Go through the lines below and retype each one exactly.

MATERIALS PROVIDED START

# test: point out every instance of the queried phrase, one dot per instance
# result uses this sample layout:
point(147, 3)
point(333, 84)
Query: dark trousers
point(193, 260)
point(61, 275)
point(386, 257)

MATERIALS PROVIDED END

**ANSWER SECTION:**
# test: point out every instance of the queried phrase, one dot per instance
# result uses this sample layout:
point(147, 3)
point(333, 84)
Query: dark trousers
point(193, 260)
point(61, 275)
point(386, 257)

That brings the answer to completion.